TAREFAS A REALIZAR:
[A] Transcreva o trecho do texto fornecido que começa nas palavras "Assim, Jesus nasceu" e termina após "para realizar-se n'Ele.".
[B] De acordo com o texto fornecido, por que motivo contemplar o quadro em que Jesus se apresenta ao mundo constitui um tema cheio de interesse? Responda em uma a três frases.

Assim, Jesus nasceu e viveu numa esfera de actividade dura, humilde e pobre, numa espécie de sociedade primitiva, mas, por outro lado, intensamente impregnada de consciência religiosa, aquela consciência própria do Povo de Deus, fiel a uma tradição histórica e secular de aliança na fé e na lei, e fiel a uma eleição divina, revestido de uma dignidade e de uma missão real, e voltado sempre para um futuro destino messiânico, indefinível mas maravilhoso, que só o obscuro operário de Nazaré, Jesus, conhecia como era realmente e como estava para realizar-se n'Ele.
O cenário sociológico em que Jesus Cristo quis aparecer no teatro da história do mundo não podia ser mais simples e modesto, nem mais denso e misterioso pelo significado e pela realidade transcendente que encerra. Por isso, contemplar o quadro onde Jesus « de Nazaré, Rei dos Judeus », se apresenta ao mundo, como operário e como Messias, prestes a revelar e a realizar a Sua missão salvadora, constitui um tema cheio de interesse para nós, que advertimos a desejada inserção de Jesus, ao lado de José operário, e sujeito a ele, no mundo do trabalho humano, e, nesta aparição de Cristo no tempo e no consórcio social, podemos haurir uma fecundíssima meditação.

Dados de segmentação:
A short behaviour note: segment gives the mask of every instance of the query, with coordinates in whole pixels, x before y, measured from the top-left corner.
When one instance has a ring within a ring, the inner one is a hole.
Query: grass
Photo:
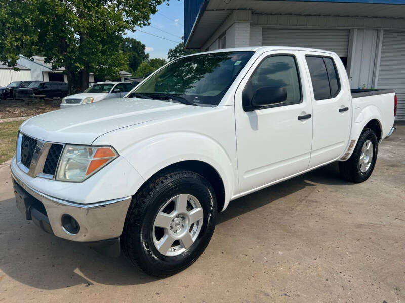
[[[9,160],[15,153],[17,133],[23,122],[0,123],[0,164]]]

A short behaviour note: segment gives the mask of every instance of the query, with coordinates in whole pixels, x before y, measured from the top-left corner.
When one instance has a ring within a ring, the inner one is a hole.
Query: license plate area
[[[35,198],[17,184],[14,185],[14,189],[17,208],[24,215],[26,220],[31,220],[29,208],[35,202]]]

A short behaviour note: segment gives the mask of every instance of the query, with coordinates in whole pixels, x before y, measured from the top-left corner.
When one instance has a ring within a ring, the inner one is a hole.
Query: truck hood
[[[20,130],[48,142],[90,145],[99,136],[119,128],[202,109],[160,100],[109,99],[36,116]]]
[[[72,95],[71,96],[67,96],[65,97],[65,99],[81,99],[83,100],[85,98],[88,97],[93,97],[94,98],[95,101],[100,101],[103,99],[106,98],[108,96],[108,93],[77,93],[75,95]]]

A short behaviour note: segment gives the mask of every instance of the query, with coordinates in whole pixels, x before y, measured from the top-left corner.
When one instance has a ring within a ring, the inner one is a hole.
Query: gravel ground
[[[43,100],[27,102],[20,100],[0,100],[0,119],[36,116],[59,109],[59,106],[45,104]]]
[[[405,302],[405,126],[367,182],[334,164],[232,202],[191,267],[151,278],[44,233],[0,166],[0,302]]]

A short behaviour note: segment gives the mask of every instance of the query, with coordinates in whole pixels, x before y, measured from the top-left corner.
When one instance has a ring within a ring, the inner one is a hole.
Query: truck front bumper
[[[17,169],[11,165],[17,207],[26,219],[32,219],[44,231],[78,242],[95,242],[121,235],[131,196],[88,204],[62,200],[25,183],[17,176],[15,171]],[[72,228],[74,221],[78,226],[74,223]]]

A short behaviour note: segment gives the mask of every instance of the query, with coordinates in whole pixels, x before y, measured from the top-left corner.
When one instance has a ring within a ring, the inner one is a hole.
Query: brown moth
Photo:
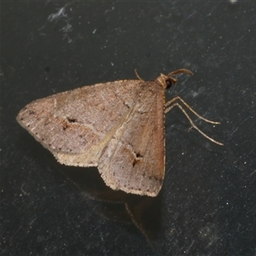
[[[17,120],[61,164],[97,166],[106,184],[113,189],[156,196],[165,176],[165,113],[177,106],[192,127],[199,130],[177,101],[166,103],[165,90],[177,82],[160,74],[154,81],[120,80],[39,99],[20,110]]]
--
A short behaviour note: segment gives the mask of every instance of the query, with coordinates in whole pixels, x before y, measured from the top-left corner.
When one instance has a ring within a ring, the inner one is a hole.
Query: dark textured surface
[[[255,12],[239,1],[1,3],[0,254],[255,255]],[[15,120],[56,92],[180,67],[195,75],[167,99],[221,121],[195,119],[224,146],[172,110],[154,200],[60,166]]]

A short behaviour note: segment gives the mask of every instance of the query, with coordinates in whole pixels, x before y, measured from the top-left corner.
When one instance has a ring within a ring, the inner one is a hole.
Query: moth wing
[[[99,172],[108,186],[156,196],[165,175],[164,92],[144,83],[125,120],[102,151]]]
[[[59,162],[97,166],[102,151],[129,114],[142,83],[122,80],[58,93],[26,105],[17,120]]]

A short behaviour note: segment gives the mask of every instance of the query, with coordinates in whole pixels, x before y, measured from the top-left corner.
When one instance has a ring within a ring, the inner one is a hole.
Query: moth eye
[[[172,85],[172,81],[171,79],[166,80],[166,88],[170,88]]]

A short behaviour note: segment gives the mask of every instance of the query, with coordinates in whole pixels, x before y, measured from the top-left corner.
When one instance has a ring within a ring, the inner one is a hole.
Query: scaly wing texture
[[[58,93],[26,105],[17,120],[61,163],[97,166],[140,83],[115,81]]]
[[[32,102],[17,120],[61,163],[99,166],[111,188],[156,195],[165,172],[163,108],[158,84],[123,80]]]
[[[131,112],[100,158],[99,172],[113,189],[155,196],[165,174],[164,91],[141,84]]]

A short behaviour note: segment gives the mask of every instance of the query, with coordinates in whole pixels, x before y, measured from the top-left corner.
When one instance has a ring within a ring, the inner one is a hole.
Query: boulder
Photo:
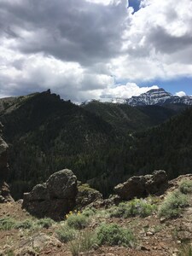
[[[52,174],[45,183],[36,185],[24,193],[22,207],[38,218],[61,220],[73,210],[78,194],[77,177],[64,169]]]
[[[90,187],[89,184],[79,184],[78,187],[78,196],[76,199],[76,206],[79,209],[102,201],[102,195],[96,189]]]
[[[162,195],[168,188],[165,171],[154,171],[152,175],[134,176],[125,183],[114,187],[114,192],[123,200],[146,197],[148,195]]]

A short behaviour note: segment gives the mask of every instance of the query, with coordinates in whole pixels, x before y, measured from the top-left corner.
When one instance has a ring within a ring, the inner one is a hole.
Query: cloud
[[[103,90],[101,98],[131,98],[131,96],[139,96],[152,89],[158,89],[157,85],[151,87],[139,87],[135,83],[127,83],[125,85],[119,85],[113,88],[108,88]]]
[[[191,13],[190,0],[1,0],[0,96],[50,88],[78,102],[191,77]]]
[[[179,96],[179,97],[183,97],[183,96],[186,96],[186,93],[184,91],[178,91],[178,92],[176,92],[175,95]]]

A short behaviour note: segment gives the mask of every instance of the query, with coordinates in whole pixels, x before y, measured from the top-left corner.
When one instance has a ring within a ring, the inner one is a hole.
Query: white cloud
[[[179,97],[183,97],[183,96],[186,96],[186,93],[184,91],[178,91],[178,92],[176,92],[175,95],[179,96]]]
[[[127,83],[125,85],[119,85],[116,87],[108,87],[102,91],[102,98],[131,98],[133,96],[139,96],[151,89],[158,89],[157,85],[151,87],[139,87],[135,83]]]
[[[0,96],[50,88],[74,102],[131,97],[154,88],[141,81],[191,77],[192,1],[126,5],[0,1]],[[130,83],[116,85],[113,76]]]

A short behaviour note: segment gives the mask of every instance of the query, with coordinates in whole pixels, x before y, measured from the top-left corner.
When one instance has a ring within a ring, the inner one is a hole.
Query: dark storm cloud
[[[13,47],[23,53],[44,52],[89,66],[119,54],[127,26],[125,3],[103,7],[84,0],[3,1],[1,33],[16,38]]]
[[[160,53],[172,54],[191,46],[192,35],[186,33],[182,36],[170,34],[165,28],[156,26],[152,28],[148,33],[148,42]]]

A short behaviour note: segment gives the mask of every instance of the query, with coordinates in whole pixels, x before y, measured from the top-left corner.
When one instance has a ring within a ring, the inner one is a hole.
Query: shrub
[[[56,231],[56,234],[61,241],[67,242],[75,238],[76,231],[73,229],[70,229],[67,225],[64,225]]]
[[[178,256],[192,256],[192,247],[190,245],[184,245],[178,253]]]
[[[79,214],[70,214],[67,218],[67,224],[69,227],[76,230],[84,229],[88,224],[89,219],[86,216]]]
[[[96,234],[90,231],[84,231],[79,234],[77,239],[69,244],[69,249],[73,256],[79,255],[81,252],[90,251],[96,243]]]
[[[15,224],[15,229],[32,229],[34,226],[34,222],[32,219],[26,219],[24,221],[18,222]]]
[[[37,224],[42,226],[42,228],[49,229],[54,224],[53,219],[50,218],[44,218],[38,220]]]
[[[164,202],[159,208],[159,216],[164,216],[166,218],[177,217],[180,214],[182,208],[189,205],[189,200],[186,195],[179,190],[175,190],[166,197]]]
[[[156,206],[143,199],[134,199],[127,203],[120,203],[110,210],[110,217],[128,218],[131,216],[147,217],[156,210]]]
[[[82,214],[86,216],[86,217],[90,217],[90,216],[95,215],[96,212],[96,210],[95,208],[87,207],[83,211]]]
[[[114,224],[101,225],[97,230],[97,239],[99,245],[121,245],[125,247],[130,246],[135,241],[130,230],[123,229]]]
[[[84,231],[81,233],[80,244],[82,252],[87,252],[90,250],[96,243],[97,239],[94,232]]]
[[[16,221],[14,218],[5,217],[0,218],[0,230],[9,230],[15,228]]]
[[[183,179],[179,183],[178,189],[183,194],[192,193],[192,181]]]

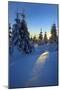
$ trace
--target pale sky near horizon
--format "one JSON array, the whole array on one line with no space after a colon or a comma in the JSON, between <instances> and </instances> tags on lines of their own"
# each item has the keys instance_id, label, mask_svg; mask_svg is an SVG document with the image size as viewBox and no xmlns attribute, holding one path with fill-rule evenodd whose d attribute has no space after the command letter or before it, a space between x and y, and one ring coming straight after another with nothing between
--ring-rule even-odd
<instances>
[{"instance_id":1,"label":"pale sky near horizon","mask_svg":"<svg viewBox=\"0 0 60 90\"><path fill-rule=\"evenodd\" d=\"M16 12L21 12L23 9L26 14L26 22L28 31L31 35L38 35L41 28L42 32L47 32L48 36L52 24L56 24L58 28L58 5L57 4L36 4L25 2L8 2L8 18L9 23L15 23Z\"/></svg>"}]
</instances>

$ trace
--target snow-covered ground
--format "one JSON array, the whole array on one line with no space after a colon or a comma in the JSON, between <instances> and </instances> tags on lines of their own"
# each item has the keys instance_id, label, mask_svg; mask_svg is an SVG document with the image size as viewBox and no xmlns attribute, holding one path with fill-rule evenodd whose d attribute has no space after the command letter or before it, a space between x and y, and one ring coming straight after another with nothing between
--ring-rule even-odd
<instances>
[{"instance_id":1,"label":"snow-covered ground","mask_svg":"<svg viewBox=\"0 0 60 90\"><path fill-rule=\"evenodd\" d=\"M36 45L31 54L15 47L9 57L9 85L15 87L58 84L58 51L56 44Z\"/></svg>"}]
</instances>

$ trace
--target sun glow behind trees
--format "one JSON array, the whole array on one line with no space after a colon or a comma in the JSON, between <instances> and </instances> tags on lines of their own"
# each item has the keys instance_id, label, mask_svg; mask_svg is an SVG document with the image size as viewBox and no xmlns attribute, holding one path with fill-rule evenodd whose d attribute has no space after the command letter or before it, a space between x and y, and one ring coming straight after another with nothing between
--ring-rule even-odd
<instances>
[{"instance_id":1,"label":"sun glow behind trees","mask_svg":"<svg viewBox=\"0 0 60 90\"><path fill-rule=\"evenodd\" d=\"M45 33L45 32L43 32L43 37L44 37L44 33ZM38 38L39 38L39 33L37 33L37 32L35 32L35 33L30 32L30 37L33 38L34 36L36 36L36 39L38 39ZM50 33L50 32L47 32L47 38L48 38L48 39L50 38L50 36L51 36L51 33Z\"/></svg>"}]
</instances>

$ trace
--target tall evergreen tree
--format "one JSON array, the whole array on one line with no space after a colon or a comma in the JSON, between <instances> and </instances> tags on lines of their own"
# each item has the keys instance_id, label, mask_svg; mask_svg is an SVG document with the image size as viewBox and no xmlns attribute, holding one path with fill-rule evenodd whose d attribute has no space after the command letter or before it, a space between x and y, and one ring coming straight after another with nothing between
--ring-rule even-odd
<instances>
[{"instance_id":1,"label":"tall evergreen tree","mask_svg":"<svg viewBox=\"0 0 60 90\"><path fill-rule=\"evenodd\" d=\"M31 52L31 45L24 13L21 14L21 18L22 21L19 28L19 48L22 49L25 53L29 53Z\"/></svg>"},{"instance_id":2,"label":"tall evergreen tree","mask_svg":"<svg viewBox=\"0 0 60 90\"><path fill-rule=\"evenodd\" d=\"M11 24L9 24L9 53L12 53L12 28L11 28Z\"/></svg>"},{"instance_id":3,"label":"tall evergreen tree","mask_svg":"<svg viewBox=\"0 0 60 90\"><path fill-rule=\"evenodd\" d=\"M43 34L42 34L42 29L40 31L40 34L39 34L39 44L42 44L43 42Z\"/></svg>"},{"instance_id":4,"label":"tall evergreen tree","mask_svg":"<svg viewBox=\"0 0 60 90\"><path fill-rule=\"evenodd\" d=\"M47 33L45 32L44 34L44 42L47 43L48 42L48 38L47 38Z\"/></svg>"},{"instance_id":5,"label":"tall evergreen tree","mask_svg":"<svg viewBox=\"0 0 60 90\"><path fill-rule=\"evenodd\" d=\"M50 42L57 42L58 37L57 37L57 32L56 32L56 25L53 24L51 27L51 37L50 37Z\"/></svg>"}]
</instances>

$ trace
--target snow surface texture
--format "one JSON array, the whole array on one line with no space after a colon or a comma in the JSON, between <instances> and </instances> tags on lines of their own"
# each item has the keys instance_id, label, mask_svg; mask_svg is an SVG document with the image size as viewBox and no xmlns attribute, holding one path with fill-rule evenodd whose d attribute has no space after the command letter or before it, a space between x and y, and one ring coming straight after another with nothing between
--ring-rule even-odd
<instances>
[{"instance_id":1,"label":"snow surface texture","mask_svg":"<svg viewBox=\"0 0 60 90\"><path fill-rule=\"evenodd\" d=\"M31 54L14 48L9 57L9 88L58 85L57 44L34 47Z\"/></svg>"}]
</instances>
--
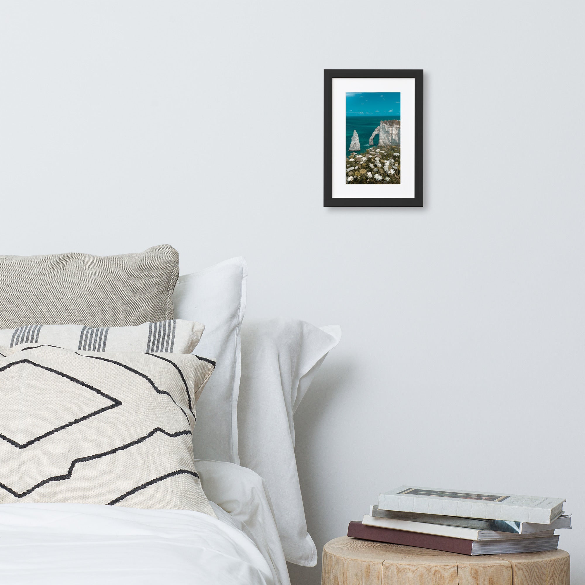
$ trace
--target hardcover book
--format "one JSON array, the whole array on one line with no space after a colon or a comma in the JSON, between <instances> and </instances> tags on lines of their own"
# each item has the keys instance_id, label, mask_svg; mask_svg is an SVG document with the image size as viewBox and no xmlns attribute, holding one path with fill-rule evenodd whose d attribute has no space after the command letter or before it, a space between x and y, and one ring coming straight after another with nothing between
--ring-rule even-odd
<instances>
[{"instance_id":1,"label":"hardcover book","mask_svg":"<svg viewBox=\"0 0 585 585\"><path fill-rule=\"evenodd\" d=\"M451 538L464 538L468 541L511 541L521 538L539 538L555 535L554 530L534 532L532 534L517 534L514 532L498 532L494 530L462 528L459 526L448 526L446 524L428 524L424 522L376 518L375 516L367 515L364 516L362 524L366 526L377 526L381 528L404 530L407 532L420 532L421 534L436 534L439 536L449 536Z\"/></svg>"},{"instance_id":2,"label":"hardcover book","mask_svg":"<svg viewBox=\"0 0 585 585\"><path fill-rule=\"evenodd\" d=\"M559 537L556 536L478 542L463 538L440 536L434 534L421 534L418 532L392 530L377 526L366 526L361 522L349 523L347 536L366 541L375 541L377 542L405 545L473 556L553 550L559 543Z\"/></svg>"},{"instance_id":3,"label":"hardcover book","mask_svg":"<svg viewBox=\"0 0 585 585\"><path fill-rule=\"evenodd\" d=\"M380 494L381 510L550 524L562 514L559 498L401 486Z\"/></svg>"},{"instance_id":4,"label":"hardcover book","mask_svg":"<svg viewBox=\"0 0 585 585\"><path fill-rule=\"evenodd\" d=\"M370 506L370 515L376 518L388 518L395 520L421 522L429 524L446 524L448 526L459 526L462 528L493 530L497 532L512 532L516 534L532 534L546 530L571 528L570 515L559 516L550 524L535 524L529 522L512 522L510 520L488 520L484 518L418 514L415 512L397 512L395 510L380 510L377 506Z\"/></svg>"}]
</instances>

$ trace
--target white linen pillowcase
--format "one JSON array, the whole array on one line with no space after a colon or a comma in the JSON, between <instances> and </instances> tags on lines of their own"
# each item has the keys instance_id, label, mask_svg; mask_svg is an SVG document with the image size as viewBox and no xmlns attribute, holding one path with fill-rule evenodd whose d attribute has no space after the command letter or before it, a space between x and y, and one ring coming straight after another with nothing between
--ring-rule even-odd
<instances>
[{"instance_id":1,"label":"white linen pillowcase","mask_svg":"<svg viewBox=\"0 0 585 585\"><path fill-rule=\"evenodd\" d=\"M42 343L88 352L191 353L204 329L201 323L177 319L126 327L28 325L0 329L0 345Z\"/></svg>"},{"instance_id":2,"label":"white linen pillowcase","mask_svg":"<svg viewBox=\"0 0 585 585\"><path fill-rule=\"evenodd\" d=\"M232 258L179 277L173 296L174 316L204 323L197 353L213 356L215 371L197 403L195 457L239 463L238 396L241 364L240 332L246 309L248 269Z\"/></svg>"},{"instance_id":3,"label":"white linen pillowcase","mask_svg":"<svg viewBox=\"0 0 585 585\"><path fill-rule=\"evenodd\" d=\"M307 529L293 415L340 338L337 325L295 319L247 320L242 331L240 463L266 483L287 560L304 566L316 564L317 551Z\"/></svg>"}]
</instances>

RESPOSTAS ÀS TAREFAS:
[A]
Assim, Jesus nasceu e viveu numa esfera de actividade dura, humilde e pobre, numa espécie de sociedade primitiva, mas, por outro lado, intensamente impregnada de consciência religiosa, aquela consciência própria do Povo de Deus, fiel a uma tradição histórica e secular de aliança na fé e na lei, e fiel a uma eleição divina, revestido de uma dignidade e de uma missão real, e voltado sempre para um futuro destino messiânico, indefinível mas maravilhoso, que só o obscuro operário de Nazaré, Jesus, conhecia como era realmente e como estava para realizar-se n'Ele.

[B] Porque o cenário sociológico em que Jesus Cristo quis aparecer no teatro da história do mundo não podia ser mais simples e modesto, nem mais denso e misterioso pelo significado e pela realidade transcendente que encerra.